Try it
Return the following from the records below: each line, word for word, starting with the line that contains "shoreline -> box" and going on through the line that contains "tall evergreen tree -> box", with nothing outside that range.

Available data

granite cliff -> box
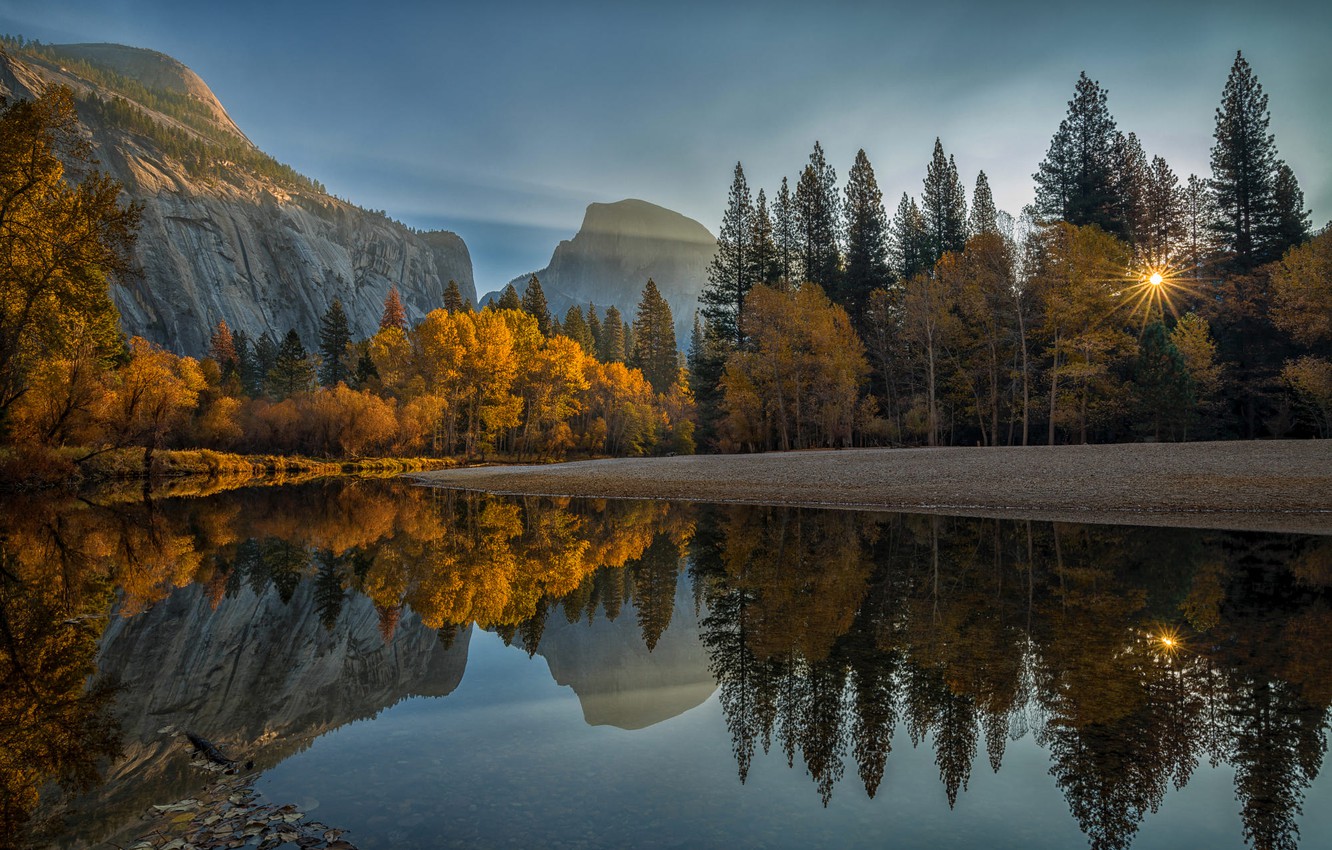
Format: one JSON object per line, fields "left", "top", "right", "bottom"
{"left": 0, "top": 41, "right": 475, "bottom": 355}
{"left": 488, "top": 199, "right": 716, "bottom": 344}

==

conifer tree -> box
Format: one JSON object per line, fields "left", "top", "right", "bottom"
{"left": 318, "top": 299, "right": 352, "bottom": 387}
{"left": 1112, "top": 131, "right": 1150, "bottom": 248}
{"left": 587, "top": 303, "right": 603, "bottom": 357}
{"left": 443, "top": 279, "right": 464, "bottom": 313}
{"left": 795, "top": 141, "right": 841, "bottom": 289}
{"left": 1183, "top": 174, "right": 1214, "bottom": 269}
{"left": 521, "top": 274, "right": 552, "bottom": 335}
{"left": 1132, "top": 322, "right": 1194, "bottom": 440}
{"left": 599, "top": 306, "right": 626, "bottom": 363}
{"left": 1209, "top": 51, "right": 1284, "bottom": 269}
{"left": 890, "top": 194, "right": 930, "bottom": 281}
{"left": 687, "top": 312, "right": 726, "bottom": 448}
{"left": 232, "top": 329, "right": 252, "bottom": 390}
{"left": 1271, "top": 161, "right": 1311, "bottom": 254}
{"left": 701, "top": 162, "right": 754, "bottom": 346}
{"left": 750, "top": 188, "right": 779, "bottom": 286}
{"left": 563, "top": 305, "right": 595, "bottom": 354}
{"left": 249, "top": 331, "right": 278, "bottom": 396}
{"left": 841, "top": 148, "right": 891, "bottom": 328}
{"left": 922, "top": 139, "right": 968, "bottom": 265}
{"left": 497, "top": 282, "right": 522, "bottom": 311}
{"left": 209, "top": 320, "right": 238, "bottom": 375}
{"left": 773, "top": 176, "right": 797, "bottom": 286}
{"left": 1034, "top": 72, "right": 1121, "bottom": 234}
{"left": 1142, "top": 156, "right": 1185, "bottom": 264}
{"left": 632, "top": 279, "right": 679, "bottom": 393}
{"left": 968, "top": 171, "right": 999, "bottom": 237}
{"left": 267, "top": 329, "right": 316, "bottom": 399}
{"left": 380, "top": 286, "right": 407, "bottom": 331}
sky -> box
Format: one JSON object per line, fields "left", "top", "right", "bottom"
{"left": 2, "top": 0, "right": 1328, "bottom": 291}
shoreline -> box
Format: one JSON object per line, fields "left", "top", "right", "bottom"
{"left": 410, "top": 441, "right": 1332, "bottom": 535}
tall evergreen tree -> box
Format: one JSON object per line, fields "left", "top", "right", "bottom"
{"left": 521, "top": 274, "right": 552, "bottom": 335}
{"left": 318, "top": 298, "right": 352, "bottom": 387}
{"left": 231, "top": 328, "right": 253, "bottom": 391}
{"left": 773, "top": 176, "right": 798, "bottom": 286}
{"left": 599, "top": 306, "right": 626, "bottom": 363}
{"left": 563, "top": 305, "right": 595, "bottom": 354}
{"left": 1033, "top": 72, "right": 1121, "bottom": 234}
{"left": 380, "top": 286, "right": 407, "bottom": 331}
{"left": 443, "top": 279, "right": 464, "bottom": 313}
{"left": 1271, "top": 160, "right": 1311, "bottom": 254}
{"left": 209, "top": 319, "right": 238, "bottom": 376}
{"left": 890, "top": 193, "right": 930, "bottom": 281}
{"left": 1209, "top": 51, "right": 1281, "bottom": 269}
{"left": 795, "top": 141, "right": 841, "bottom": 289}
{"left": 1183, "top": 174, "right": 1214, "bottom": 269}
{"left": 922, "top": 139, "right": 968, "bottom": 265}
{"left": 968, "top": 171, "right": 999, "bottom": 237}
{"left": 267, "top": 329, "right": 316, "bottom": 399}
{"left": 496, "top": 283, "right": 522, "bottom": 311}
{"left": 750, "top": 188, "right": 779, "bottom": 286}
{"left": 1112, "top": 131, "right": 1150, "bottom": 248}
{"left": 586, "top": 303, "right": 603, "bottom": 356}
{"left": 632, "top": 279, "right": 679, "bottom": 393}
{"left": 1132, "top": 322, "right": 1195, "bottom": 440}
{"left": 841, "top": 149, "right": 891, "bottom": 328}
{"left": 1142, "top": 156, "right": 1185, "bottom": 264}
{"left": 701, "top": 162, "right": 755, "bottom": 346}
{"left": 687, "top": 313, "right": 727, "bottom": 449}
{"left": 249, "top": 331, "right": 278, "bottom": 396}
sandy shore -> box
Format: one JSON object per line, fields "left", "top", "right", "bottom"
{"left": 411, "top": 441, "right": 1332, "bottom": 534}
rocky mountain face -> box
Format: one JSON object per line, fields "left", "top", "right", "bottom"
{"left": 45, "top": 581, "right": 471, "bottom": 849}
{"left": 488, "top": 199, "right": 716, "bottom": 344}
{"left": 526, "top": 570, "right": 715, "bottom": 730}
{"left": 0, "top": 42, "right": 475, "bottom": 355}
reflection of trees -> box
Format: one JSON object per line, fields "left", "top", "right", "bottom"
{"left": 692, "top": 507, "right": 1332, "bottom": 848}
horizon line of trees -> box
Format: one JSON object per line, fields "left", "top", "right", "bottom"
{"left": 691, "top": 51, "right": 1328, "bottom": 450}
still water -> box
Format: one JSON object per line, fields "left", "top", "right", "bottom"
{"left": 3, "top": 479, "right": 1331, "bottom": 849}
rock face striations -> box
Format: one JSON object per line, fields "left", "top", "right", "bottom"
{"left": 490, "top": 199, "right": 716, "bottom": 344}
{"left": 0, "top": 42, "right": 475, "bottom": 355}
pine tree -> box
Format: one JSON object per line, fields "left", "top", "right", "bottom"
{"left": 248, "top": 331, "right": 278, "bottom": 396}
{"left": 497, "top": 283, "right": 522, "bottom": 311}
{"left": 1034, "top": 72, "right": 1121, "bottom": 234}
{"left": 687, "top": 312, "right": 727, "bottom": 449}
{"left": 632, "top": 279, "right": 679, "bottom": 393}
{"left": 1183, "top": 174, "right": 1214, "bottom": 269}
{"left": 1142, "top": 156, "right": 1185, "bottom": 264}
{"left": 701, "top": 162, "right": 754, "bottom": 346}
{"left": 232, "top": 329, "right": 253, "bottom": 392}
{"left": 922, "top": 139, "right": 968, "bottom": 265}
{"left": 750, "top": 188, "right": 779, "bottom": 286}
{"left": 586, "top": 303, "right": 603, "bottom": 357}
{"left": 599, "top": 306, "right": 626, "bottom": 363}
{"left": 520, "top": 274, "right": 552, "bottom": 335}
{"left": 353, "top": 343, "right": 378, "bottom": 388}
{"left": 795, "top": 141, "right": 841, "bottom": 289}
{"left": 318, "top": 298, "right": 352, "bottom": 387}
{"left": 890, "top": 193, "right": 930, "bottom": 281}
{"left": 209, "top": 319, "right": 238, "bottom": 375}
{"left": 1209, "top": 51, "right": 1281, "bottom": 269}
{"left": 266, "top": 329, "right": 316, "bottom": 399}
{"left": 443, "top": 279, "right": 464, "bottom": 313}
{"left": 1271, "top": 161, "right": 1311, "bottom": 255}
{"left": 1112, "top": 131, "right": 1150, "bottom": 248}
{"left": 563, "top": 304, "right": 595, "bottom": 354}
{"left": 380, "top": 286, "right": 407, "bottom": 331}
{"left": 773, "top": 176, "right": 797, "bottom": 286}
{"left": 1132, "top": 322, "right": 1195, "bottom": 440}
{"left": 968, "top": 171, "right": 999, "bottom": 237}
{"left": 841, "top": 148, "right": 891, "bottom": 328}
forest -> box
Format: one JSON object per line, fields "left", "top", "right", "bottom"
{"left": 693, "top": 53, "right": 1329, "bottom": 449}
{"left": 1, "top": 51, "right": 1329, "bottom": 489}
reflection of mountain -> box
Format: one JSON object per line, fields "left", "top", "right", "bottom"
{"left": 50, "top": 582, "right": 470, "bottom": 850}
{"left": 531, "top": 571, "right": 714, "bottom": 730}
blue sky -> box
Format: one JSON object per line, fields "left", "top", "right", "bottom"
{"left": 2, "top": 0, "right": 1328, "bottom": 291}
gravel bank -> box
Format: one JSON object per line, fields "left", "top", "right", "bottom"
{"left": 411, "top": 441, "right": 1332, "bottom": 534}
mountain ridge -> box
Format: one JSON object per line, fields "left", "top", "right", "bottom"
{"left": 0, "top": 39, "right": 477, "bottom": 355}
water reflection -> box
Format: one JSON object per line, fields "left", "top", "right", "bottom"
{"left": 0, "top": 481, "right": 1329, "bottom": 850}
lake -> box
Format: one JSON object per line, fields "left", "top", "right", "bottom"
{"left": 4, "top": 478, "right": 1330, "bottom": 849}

...

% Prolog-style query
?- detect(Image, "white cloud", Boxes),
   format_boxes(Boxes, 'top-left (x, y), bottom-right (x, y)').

Completed exercise
shoreline -> box
Format: one JSON object per line, fields "left", "top", "right", "bottom"
{"left": 410, "top": 441, "right": 1332, "bottom": 535}
tall evergreen tree -> box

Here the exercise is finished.